Supplied records.
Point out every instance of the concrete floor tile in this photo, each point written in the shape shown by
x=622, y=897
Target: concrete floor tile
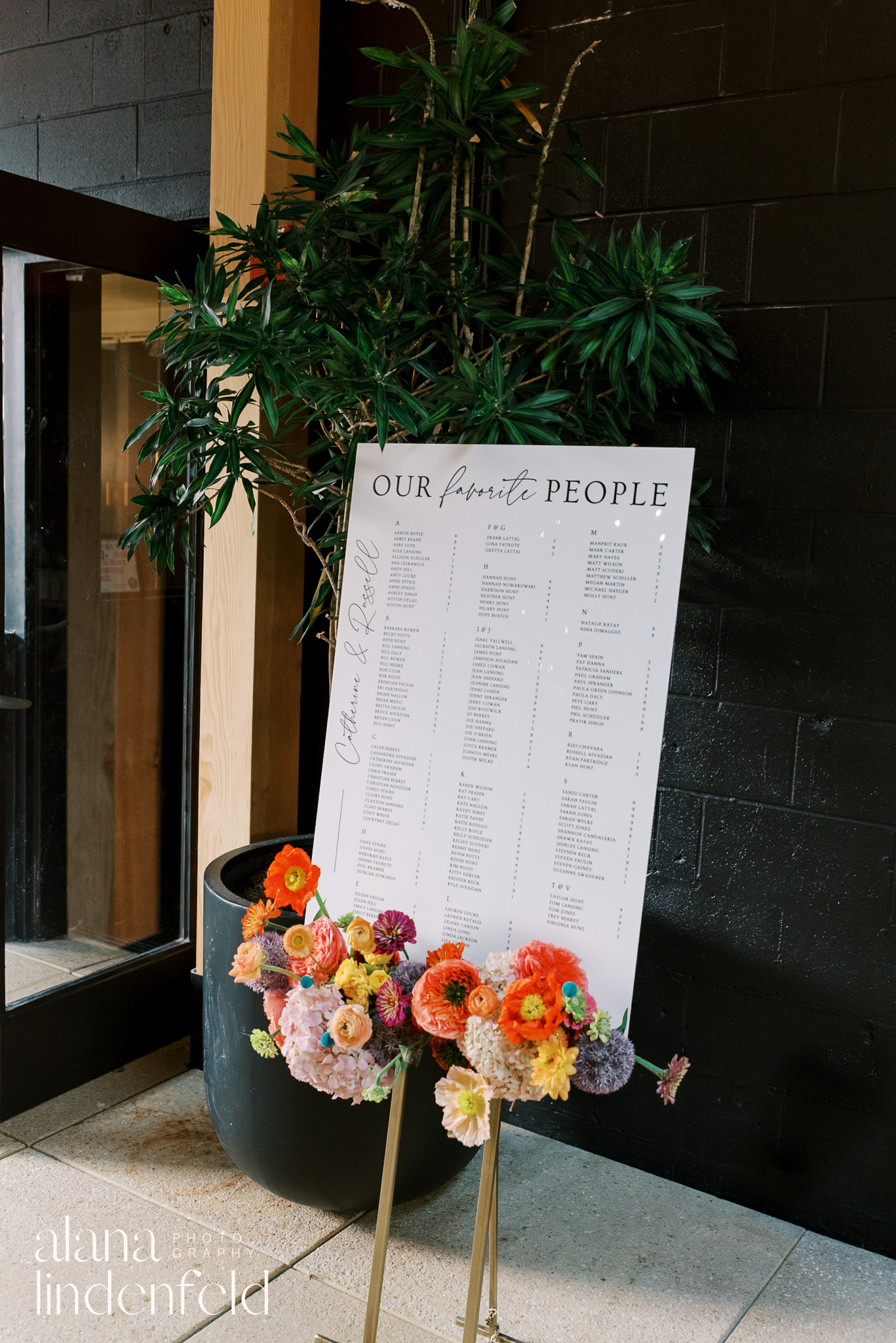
x=38, y=1193
x=31, y=1126
x=26, y=976
x=825, y=1291
x=299, y=1307
x=9, y=1146
x=69, y=953
x=161, y=1146
x=589, y=1249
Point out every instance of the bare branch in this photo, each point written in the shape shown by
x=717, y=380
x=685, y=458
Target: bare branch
x=539, y=179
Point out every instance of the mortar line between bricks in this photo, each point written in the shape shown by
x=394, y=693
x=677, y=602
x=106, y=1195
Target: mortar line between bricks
x=771, y=708
x=773, y=1275
x=793, y=775
x=777, y=806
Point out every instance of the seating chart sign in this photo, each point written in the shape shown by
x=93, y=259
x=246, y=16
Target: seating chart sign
x=499, y=694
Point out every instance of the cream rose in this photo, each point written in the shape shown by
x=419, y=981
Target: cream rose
x=249, y=962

What the exercise asks.
Give back exactly the lines of the listing above that run from the line with "x=677, y=602" to the line with "x=419, y=981", inclusive.

Completed task.
x=677, y=602
x=106, y=1195
Target: mortar line between bricks
x=771, y=708
x=773, y=1275
x=793, y=775
x=777, y=806
Point out every instance of the seating chart sign in this photo, each point written in the shape shown by
x=93, y=259
x=246, y=16
Target: seating chart sign
x=499, y=694
Point out every instance of the cream rose in this photo, each point written in the shape shown by
x=419, y=981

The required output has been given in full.